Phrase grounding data
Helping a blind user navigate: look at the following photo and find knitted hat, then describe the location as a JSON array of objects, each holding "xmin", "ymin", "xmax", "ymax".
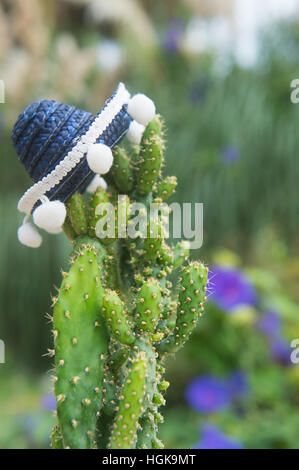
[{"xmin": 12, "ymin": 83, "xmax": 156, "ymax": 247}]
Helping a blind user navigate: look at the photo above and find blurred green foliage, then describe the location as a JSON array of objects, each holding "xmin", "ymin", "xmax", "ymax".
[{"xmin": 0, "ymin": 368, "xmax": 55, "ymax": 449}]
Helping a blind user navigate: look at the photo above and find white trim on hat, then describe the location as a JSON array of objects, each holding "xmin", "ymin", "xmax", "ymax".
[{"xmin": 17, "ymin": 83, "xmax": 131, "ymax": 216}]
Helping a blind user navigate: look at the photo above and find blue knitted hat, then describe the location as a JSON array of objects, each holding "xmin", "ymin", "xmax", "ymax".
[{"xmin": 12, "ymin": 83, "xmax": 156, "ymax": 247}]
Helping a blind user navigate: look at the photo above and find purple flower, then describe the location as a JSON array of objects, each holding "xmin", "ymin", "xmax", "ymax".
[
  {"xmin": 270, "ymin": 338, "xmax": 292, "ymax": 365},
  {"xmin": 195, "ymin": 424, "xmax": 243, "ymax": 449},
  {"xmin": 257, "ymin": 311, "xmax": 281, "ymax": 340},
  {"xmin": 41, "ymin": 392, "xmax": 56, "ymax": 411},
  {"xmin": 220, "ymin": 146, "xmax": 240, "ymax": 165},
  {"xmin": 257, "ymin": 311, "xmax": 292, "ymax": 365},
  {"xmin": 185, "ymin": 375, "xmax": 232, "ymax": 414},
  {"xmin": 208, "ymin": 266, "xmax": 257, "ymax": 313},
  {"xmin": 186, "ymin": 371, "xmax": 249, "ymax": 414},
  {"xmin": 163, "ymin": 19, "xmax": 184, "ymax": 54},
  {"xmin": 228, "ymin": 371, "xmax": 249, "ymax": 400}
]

▶ YOUR TASK
The records above must be printed exactly, but the pictures they hold should be omitted.

▶ REPLY
Helping a blind user navigate: look at the following photo and find knitted hat, then describe the location as a JSON array of objects, each holding "xmin", "ymin", "xmax", "ymax".
[{"xmin": 12, "ymin": 83, "xmax": 156, "ymax": 247}]
Helping a blind user navigate: look at the photo above and find blurred green foliage, then describe the location as a JSON array of objects, each holding "xmin", "ymin", "xmax", "ymax".
[{"xmin": 0, "ymin": 368, "xmax": 55, "ymax": 449}]
Helping a blind user navigate: look at the photo above and find white trim on hat, then describe the location as a JSON array of objects, each holding "xmin", "ymin", "xmax", "ymax".
[{"xmin": 17, "ymin": 83, "xmax": 131, "ymax": 216}]
Helping a blind user navigate: look at the photo above and find blue knitted hat, then describe the location as a JSON array of objects, each holding "xmin", "ymin", "xmax", "ymax".
[{"xmin": 12, "ymin": 83, "xmax": 156, "ymax": 247}]
Helping a blind user navigate: look at the photo above and find purple flower, then describe the location as a JSON array of objects, each holding "xmin", "ymin", "xmax", "ymax".
[
  {"xmin": 270, "ymin": 338, "xmax": 292, "ymax": 365},
  {"xmin": 195, "ymin": 424, "xmax": 243, "ymax": 449},
  {"xmin": 257, "ymin": 311, "xmax": 281, "ymax": 340},
  {"xmin": 41, "ymin": 392, "xmax": 56, "ymax": 411},
  {"xmin": 220, "ymin": 146, "xmax": 240, "ymax": 165},
  {"xmin": 257, "ymin": 311, "xmax": 292, "ymax": 365},
  {"xmin": 185, "ymin": 375, "xmax": 232, "ymax": 414},
  {"xmin": 208, "ymin": 266, "xmax": 257, "ymax": 313},
  {"xmin": 186, "ymin": 371, "xmax": 249, "ymax": 414},
  {"xmin": 163, "ymin": 19, "xmax": 184, "ymax": 54},
  {"xmin": 228, "ymin": 371, "xmax": 249, "ymax": 400}
]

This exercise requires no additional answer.